:: SOURCE TEXT
But there is good news!  With time and working with a good couples therapist, we can find that the judgment and rejection were actually the reaction of their partner to their own fears and pain of feeling rejected themselves.  It takes time, but that safety can be regained.   This will be the subject of future posts.

Attachment as a Hardwired Emotion (Part 3)

neurons.3The seventh basic emotion circuit that was found by Jaak Panksepp (see prior posts) is what he, unfortunately, calls the “panic” circuit.  He calls it that because of the panicked reaction of young animals who are separated from their mothers.  I prefer to call it by its more appropriate and descriptive name, the Attachment Circuit.   Panksepp describes the distressed cries of animals – identical to the distressed cries of separated young, which are evoked by the stimulation of a particular neuronal circuit in the brain.  The distress is caused by separation.  The resolution of the distress is caused by reunification.  Panksepp’s work confirms what has been argued by attachment therapists like Dr. Sue Johnson – the co-developer of Emotionally Focused Therapy.  We have a deep and biologically determined need for connection.  When that connection is threatened, we become distressed and anxious.  When we become distressed and anxious, we are inclined to react automatically.  This is the painful dance that we see in the distressing cycle we almost always observe with couples who are in conflict.  Brent Atkinson, a marital therapist and author, has created an entire approach to couples therapy based on Panksepp’s  work.  Atkinson repeats that individuals are overtaken by the intensity of their emotional reactivity.  This is precisely the same kind of description that Sue Johnson uses to describe how a couple is overtaken by the force of their cycle.  Imagine, when both people’s brain circuits are firing so fast and strong that they are swept up into the maelstrom, seemingly without any control – at least not until they are helped to s….l….o…..w it down and realize when they, themselves, are being overtaken by these strong, automatic, emotional discharges in the brain.  The belief of emotionally focused therapists is that once we are able to slow it down and gain awareness of our process, we can create safety for ourselves and our partner.  That’s at least what goes on in my office, anyway.
::::
WHAT THIS TASK INVOLVES:
Rewrite the attachment text, starting at the words "But there is" and ending after "Emotion (Part 3)", with "regained" replaced by "restored".
:: DATA EXCERPTS
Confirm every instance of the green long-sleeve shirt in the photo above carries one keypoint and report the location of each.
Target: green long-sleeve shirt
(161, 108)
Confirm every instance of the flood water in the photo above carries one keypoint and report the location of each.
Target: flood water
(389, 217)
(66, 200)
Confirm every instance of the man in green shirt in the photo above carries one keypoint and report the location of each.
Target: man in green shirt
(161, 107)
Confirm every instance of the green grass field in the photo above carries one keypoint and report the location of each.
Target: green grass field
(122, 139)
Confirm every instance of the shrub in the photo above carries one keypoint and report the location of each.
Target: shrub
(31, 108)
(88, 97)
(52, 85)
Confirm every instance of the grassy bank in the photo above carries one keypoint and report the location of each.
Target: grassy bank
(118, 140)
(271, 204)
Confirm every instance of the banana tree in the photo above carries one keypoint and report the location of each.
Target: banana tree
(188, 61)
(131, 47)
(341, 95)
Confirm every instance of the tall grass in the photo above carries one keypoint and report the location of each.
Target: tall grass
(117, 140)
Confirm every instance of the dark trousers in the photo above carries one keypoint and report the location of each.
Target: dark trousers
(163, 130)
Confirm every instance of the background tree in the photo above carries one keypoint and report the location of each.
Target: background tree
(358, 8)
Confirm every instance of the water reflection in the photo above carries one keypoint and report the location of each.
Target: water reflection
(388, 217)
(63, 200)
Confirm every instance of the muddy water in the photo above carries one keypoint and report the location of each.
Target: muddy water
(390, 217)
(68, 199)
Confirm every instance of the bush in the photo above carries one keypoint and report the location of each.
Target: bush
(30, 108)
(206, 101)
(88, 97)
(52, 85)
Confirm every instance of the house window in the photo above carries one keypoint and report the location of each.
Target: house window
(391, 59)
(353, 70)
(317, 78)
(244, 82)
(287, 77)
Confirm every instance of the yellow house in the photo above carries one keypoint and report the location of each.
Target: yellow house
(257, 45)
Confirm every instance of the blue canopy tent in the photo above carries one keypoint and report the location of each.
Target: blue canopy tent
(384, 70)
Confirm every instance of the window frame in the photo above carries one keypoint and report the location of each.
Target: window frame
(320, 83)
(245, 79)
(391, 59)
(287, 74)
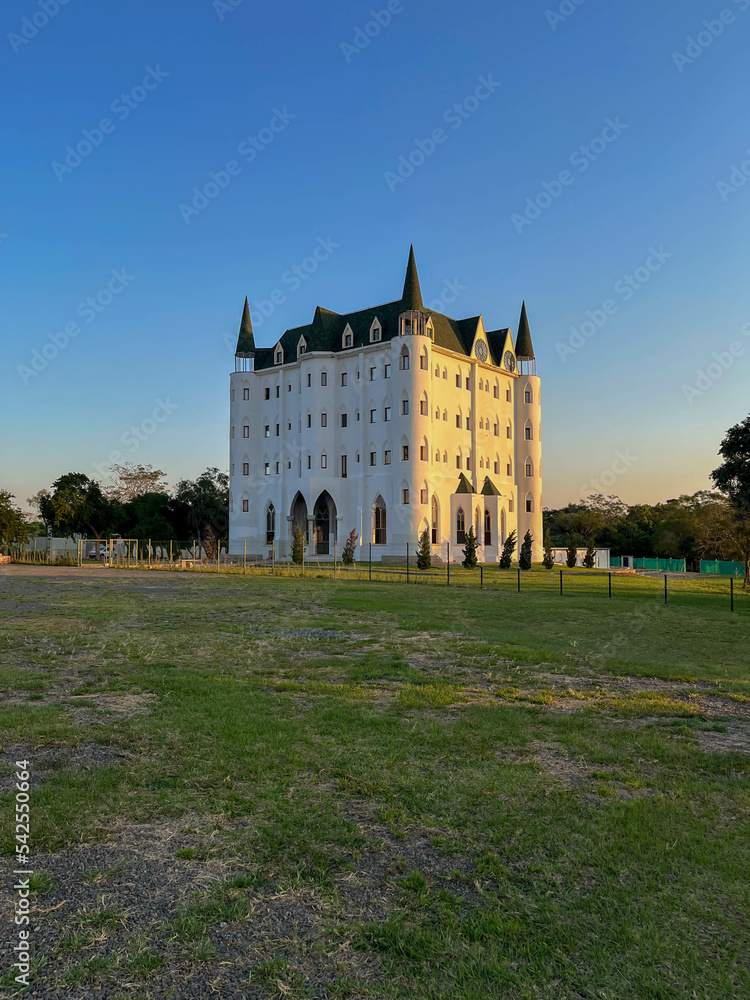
::::
FINAL ANSWER:
But there is good news!  With time and working with a good couples therapist, we can find that the judgment and rejection were actually the reaction of their partner to their own fears and pain of feeling rejected themselves.  It takes time, but that safety can be restored.   This will be the subject of future posts.

Attachment as a Hardwired Emotion (Part 3)